Return every line of the data below word for word, including the punctuation.

──────────

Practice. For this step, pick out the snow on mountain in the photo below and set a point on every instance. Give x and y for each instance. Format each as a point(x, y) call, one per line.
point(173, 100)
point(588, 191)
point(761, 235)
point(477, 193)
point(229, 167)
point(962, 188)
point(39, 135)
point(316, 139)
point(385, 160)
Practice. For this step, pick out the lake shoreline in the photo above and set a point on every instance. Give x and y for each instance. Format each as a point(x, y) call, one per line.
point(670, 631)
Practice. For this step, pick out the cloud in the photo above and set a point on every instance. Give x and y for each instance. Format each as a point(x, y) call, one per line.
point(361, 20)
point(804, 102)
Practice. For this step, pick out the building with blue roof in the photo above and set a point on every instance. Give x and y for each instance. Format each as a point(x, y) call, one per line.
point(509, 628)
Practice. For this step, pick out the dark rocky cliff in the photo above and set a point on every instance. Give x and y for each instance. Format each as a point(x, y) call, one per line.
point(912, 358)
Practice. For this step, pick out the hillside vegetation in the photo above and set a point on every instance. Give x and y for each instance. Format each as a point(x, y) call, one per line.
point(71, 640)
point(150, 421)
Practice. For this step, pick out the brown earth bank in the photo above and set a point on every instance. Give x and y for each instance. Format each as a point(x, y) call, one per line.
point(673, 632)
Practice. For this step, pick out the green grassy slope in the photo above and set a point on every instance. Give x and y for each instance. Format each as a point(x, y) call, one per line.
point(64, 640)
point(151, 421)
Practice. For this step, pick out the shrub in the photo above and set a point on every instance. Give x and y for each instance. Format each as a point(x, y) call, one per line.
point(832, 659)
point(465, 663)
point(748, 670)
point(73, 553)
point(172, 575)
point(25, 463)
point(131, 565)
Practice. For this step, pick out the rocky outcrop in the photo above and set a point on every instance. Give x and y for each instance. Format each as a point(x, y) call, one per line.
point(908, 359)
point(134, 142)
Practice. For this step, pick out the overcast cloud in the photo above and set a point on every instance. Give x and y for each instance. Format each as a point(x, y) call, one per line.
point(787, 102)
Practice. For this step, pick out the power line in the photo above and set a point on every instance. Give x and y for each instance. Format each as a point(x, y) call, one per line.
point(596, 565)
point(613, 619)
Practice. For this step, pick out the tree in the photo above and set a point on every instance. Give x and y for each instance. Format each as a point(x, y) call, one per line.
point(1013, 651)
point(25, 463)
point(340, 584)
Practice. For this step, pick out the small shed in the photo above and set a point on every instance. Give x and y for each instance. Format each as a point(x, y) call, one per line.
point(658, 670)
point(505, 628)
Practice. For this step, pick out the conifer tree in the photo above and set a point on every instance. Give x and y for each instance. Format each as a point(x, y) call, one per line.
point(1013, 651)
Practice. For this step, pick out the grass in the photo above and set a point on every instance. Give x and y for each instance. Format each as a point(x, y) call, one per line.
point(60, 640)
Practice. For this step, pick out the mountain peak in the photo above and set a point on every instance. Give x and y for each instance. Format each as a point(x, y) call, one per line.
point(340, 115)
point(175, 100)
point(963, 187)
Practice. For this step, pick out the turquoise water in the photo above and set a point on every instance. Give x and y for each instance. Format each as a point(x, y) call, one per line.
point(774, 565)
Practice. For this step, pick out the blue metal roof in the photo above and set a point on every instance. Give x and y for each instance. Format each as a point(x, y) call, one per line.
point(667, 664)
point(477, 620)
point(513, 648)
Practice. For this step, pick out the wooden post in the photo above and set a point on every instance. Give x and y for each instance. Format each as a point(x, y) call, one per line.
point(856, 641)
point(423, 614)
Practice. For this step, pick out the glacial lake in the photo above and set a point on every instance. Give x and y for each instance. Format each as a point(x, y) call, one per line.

──────────

* The completed task *
Practice. For this step, pick out the snow on mountain in the photo below and set a point on every instance. Give x and y for each instance. Format each as a point(x, y) call, one per line.
point(173, 100)
point(588, 191)
point(761, 235)
point(477, 193)
point(229, 167)
point(962, 188)
point(39, 135)
point(316, 139)
point(385, 160)
Practice. For this step, pick out the lake shoreline in the photo above and set a point on every instance. Give x and y for each instance. Format each as a point(x, y) call, one per line.
point(670, 631)
Practice. For this step, pick out the cloud in the photo above and set a point on every instance. Give x and y for each instance. Format each as a point(x, y) call, one per line.
point(361, 20)
point(804, 102)
Practice. For this step, pick out the building with blue roof in the photo above and set a point on every instance. Give x and y for each instance. Format each as a point(x, y) call, one per line.
point(509, 628)
Practice. For this step, pick out the dark rocky cliff in the photo above and set a point on every instance. Give x and y for each instance. Format each as a point(x, y) call, one per line.
point(912, 358)
Practice. For this step, pick out the hillside vegetation in the photo above and set a point on every instance. Give x and y for each instance. Format each as a point(x, y) call, one per line.
point(71, 640)
point(150, 421)
Practice. For this step, pick out the brown earth bank in the photo above and set a point on every instance. Give x and y for each instance. Format each as a point(x, y) call, one per line.
point(673, 632)
Practice. For this step, pick out the green grassy slope in the photo above and set a point on every instance. Give x and y for each instance. Format each as a point(x, y) call, one per line.
point(64, 640)
point(151, 421)
Practice. For this step, pick out the shrub in the photo above and set a point on every instance. Give x and y for each instance. Format each as a point(x, y) call, one per line.
point(832, 659)
point(465, 663)
point(748, 670)
point(73, 553)
point(172, 575)
point(25, 463)
point(131, 565)
Practice. For this step, pick out the rocky outcrop in the photo above and set a point on every instance. Give x and y for each instance. Format each as a point(x, y) call, one per line.
point(908, 359)
point(134, 142)
Practice. For this step, pick out the overcast cloud in the photo above and set a point on every instance. Give x and y for each instance. Format each as a point(x, y) call, one per line.
point(787, 102)
Practice. For this step, pick out the power line in the photo above and set a point on every instance. Give x and y for each instance. Format each as a point(x, y) call, one per line.
point(596, 565)
point(613, 619)
Practice. For this step, pick out the tree in the photo above and set a point on every instance. Give x and y for each instance. Format each as a point(x, y) call, one per line.
point(1013, 651)
point(25, 463)
point(340, 584)
Practice. For this step, pick out the small shed in the photo above and set a point on every instance. Give x and y for each instance. Format each as a point(x, y) call, one per line.
point(658, 670)
point(505, 628)
Practice. For this step, pick out the conifer tree in the photo above and set a point on every instance. Give x and y for each instance. Format each as a point(x, y) call, one per line.
point(1013, 651)
Practice. For this step, pick out the grass in the photo above and set a point on every instance. Give x and y for each instance. Format each as a point(x, y) call, one per line.
point(60, 640)
Practice. For this step, pick out the mountain peak in the photo above and set a point on every instance. Give x and y for each instance. Format each as a point(x, y) call, one per line.
point(340, 115)
point(175, 100)
point(963, 187)
Practice. For this step, pick out the turquoise water in the photo above and set a point on every instance. Give x and y for each instance. Format each as a point(x, y) call, one per line.
point(774, 565)
Practice. For this step, pick out the blue metal roof in the photo above and set a point on every instance. Give x and y for each instance. Format each as a point(x, y) call, one per line.
point(667, 664)
point(477, 620)
point(513, 648)
Practice. For this step, pick out the wooden post in the photo above and set a point on every instance. Give x and y for each instance. Format each as a point(x, y) call, one per line.
point(856, 641)
point(423, 614)
Practice. For this step, pick out the glacial lake in the photo above and set a point on every instance. Give x and y for each instance. Format each as a point(x, y) call, one per line.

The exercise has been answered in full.